Exercise instructions: Reproduce the records word for word, starting at the very beginning and going on through the line with "469 419 520 446". Leave the pictures out.

(Annotated coordinate records)
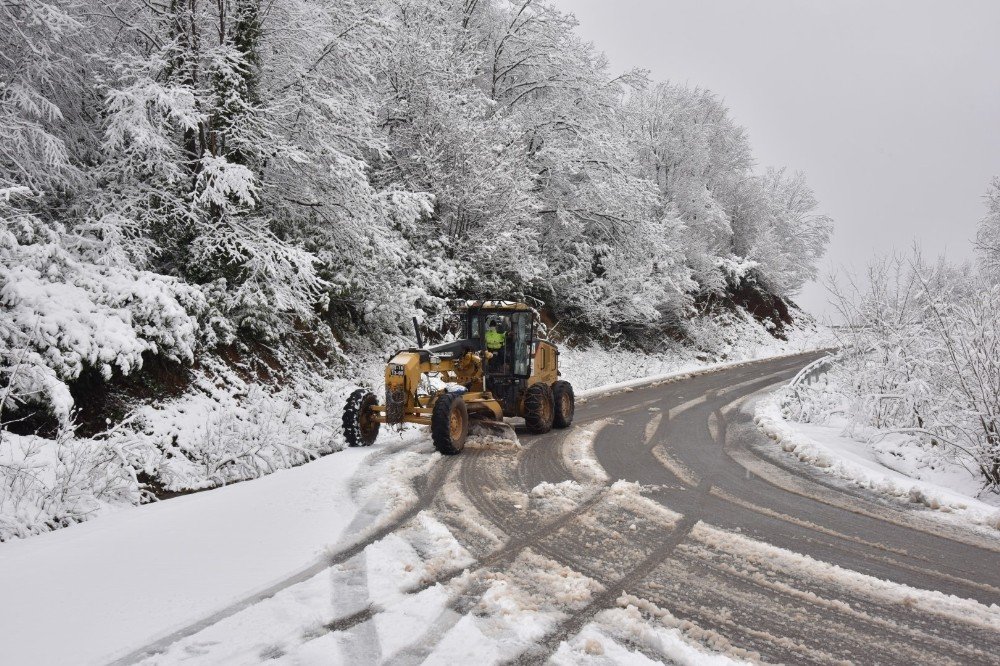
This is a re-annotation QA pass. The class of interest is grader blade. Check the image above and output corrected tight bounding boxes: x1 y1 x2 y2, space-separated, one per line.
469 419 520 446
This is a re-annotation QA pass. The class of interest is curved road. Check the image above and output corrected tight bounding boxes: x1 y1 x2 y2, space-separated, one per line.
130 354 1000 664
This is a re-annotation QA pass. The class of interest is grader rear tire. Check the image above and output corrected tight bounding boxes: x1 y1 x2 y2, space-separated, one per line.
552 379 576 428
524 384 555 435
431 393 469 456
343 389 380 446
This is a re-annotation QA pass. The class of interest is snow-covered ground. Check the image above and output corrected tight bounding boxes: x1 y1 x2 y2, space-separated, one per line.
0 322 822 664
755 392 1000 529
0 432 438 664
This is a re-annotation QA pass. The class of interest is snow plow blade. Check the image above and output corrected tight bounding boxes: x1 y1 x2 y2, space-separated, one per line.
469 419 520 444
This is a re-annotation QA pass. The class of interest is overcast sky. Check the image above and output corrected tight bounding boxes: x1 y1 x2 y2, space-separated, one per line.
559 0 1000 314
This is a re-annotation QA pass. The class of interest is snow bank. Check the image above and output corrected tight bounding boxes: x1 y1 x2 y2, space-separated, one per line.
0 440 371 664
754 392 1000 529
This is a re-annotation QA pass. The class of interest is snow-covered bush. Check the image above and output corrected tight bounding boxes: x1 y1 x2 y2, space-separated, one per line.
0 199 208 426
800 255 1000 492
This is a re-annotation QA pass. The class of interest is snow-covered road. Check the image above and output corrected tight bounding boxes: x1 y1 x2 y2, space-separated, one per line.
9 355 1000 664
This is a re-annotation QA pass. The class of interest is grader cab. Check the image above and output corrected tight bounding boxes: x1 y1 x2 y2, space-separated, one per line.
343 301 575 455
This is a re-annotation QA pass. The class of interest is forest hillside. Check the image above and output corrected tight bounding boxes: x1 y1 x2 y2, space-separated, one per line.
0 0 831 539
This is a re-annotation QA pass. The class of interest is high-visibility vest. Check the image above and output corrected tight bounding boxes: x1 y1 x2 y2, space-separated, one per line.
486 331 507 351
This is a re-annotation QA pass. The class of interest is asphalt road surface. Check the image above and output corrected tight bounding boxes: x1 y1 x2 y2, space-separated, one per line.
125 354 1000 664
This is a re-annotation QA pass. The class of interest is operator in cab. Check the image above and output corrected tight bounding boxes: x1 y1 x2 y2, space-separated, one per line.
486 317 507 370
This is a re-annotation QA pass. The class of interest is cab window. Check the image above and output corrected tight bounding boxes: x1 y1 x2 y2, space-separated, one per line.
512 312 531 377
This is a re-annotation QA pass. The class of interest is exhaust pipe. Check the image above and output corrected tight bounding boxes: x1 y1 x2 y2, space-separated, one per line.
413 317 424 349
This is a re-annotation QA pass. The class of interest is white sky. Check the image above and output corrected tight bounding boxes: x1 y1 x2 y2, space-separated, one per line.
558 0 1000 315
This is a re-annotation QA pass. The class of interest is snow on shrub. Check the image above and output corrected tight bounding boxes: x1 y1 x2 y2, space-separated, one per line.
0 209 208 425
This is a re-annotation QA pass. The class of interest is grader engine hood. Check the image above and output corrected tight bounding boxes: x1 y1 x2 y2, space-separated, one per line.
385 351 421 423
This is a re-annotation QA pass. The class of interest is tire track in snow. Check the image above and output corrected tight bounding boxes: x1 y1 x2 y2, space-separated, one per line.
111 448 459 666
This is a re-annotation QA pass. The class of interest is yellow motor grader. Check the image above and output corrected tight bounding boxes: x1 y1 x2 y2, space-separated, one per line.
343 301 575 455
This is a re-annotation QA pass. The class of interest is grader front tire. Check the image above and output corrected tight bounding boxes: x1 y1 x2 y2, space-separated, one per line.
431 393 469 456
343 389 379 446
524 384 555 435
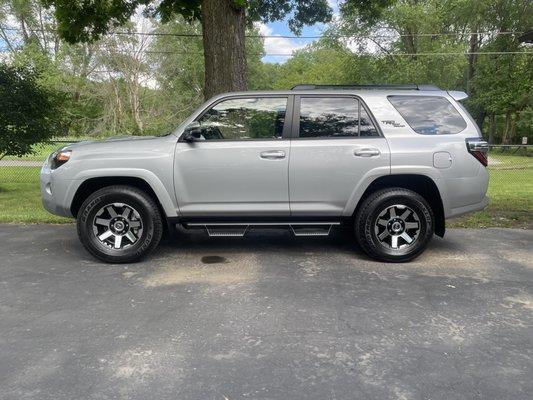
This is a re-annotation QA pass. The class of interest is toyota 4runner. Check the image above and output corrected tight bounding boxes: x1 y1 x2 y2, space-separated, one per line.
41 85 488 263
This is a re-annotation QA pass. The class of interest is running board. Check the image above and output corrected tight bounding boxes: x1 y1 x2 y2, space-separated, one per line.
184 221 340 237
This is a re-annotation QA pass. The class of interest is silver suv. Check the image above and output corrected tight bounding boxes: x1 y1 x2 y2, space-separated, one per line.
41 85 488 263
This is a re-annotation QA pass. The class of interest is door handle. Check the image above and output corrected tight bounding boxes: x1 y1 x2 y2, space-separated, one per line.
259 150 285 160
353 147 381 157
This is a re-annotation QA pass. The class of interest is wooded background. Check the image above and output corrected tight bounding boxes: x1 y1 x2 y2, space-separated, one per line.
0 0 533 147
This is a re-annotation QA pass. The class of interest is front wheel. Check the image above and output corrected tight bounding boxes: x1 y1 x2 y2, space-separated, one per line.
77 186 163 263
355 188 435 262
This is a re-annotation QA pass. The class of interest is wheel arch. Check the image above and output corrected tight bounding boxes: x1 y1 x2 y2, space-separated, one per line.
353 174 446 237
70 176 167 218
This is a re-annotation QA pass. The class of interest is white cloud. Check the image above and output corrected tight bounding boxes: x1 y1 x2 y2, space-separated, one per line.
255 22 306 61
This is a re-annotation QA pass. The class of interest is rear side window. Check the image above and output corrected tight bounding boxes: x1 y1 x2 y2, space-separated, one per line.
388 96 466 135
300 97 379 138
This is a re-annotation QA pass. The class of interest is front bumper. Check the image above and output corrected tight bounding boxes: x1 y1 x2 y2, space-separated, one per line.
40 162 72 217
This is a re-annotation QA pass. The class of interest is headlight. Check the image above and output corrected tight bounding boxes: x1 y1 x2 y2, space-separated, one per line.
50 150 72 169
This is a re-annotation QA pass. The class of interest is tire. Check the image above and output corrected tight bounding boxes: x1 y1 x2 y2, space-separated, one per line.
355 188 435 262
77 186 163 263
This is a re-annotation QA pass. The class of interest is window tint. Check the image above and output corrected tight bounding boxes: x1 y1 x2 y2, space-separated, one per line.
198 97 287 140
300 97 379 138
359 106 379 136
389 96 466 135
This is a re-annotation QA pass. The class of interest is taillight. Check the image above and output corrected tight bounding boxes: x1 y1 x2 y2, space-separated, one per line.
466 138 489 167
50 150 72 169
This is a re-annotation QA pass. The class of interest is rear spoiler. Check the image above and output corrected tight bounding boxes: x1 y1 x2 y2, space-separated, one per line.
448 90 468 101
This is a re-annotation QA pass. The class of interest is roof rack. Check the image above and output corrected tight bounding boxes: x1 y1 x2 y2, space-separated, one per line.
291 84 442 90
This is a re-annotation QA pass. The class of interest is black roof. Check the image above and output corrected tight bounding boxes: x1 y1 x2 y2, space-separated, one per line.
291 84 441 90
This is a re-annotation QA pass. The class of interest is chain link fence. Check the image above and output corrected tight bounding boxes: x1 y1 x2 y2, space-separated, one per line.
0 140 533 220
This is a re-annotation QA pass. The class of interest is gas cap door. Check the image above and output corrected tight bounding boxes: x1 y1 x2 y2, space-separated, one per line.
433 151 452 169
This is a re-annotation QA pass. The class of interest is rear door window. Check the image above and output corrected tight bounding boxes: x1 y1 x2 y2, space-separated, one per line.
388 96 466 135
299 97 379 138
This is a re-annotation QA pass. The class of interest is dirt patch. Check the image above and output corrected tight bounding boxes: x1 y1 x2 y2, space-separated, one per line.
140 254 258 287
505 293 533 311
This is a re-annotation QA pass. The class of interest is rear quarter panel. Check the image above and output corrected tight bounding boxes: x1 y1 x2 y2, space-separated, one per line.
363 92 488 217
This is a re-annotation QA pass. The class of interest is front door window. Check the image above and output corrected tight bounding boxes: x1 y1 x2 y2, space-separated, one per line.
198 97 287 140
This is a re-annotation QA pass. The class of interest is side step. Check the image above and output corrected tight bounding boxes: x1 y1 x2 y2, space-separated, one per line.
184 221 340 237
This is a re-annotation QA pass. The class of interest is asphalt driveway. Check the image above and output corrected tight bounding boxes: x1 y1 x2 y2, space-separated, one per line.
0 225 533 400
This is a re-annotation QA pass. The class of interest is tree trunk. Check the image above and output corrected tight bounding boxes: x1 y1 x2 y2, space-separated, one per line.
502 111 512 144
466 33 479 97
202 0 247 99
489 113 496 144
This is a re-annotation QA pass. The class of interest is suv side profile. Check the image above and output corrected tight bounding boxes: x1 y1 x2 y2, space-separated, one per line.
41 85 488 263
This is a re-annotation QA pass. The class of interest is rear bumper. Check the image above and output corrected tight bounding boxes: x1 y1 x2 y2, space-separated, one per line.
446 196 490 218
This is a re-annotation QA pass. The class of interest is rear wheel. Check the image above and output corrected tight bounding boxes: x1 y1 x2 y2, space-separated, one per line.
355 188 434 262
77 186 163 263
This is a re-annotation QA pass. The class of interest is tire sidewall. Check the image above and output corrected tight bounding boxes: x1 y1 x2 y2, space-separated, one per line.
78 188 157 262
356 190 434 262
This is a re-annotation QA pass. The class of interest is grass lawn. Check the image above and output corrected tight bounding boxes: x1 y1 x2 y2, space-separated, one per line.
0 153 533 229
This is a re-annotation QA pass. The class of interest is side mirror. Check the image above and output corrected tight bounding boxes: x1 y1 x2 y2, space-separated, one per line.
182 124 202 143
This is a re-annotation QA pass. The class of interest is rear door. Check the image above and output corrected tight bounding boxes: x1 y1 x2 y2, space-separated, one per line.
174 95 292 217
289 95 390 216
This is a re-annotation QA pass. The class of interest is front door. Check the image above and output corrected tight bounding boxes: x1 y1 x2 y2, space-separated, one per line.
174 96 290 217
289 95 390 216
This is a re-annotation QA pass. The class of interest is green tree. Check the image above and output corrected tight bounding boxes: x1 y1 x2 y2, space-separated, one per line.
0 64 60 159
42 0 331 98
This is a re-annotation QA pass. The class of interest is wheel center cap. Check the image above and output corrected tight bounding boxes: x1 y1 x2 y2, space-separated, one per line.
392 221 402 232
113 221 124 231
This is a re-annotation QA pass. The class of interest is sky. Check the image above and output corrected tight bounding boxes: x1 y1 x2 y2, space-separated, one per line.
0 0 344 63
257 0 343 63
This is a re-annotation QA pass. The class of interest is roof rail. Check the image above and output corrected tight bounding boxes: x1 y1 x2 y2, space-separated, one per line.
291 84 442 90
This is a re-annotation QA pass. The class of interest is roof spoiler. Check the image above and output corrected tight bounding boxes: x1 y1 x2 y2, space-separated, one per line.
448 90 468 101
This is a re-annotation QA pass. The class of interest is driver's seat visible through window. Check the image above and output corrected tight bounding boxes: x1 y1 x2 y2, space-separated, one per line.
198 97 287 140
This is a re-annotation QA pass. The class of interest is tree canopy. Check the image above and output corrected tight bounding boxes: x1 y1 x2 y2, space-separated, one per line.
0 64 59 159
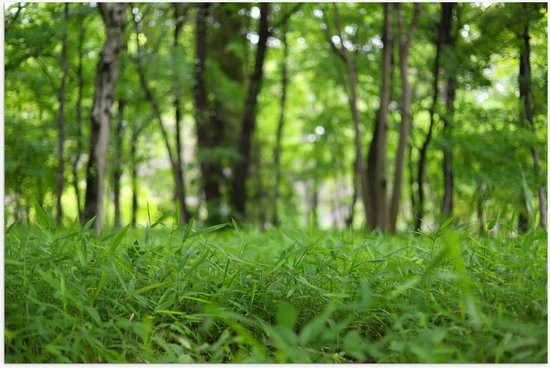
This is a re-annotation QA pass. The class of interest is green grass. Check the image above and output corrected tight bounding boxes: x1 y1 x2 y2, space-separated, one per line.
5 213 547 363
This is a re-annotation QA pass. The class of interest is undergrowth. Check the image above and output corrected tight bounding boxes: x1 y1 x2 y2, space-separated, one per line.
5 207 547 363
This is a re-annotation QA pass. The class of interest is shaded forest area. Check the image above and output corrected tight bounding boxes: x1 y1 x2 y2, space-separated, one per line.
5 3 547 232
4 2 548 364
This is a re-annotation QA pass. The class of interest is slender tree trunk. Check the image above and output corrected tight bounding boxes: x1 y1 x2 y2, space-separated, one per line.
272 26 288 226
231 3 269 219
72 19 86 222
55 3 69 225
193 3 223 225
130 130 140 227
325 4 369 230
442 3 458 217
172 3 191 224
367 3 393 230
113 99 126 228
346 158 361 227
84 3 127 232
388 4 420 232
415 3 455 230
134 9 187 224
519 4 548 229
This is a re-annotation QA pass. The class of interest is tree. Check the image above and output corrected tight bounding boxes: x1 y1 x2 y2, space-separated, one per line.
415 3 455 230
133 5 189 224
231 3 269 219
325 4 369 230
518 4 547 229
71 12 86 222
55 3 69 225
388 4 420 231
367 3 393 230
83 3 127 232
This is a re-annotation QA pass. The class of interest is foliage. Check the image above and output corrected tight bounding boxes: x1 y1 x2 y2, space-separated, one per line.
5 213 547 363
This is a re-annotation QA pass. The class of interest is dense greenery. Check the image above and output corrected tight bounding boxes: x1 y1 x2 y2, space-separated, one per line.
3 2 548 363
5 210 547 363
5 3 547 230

Correct answer:
This is a re-annotation QA pass. The class of interest is grader blade. Check the image above and output corrected tight bounding boxes: x1 y1 x2 y2, space-separated, one per line.
469 419 520 446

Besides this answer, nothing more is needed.